- _JOBS_:
**A.** Transcribe the financial statement notes from "Subsequent to March" to "amounted to $6,852,200.", word for word.
**B.** Pick up the financial statement notes after their final sentence and continue writing them.

BEGIN EXCERPT PROVIDED

NOTE 1 - SUBSEQUENT EVENT

Subsequent to March 31, 1996, the Company completed an initial public offering
of 2,012,500 Units at $4.00 per Unit.  Each Unit consisted of one share of
common stock and one redeemable common stock purchase warrant, which entitles
the holder thereof to purchase one share of common stock for $5.00.  The net
proceeds to the Company from the offering amounted to $6,852,200.


NOTE 2 - GENERAL INFORMATION

The interim financial data is unaudited; however, in the opinion of management,
the interim data includes all adjustments, consisting of normal recurring
adjustments necessary for a fair presentation of the results for the interim
periods.  The financial statements included herein have been prepared by the
Company pursuant to the rules and regulations of the Securities and Exchange
Commission.  Certain information and footnote disclosures normally included in
financial statements prepared in accordance with generally accepted accounting
principals have been condensed or omitted pursuant to such rules and
regulations, although the Company believes that the disclosures included herein
are adequate to make the information presented not misleading.

The organization and business of the Company, accounting policies followed by
the Company and other information are contained in the notes to the Company's
financial statements


NOTE 3 - SUMMARY OF SIGNIFICANT ACCOUNTING POLICIES

The accounting policies followed during the interim periods reported on are in
conformity with generally accepted accounting principles and are consistent
with those applied for annual periods.  Operational comparisons between the
three and nine month periods of 1996 and 1995 are affected by the acquisition
of one center in December 1995 and the start up of a new center in March 1996
(see "Management's Discussion and Analysis of Plan of Operations" which
follows).

END EXCERPT PROVIDED
BEGIN COLLECTED DATA

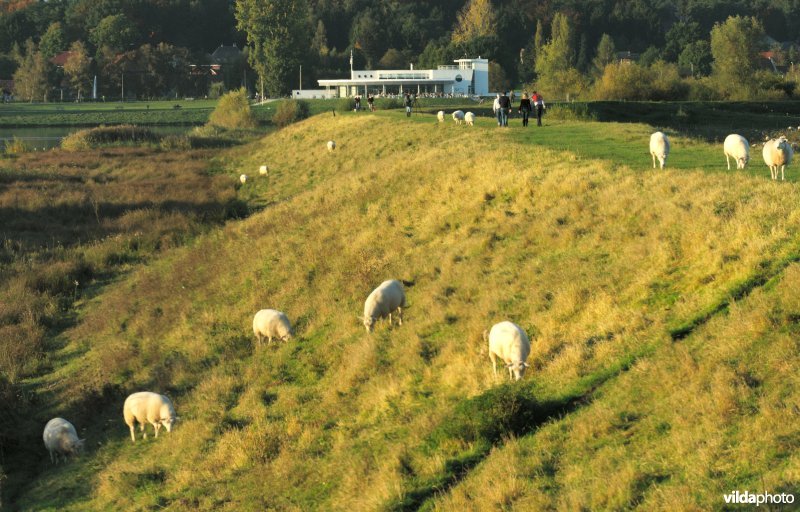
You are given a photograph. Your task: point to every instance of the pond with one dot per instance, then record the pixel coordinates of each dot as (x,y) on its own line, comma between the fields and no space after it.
(43,138)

END COLLECTED DATA

- _RESPONSES FOR EACH TASK_:
**A.**
Subsequent to March 31, 1996, the Company completed an initial public offering
of 2,012,500 Units at $4.00 per Unit.  Each Unit consisted of one share of
common stock and one redeemable common stock purchase warrant, which entitles
the holder thereof to purchase one share of common stock for $5.00.  The net
proceeds to the Company from the offering amounted to $6,852,200.

**B.**
                                       7
<PAGE>   8
                          CHILDREN'S WONDERLAND, INC.
                         NOTES TO FINANCIAL STATEMENTS
                     THE THREE MONTHS AND NINE MONTHS ENDED
                      MARCH 31, 1996 AND 1995 (UNAUDITED)
________________________________________________________________________________


NOTE 3 - SUMMARY OF SIGNIFICANT ACCOUNTING POLICIES (CONTINUED)

NET LOSS PER SHARE

The weighted average shares used in the computation of net loss per share was
based upon the weighted average common shares; all common stock equivalents are
determined to be anti-dilutive.  Pro forma net loss per common and common
equivalent share for the three months and the nine months ended March 31, 1996
has been determined by dividing net loss (adjusted for interest expense
associated with convertible notes payable) by the weighted average common
shares outstanding during the period and giving effect to the conversions of
the 6% senior convertible preferred stock and convertible notes payable which
were converted to common stock subsequent to March 31, 1996.  Pro forma net
loss per share for the three months and the nine months ended March 31, 1996
was $0.39 and $1.08, respectively.  Loss per share for the three months and the
nine months ended March 31, 1995 have not been presented as such information is
not indicative of the Company as an on-going entity.

For a complete discussion of the Company's accounting policies, refer to the
Company's Registration Statement on Form SB-2 for the year ended June 30, 1995,
previously filed.





                                       8
<PAGE>   9
                          CHILDREN'S WONDERLAND, INC.
                      MANAGEMENT'S DISCUSSION AND ANALYSIS
                             OF PLAN OF OPERATIONS
                      MARCH 31, 1996 AND 1995 (UNAUDITED)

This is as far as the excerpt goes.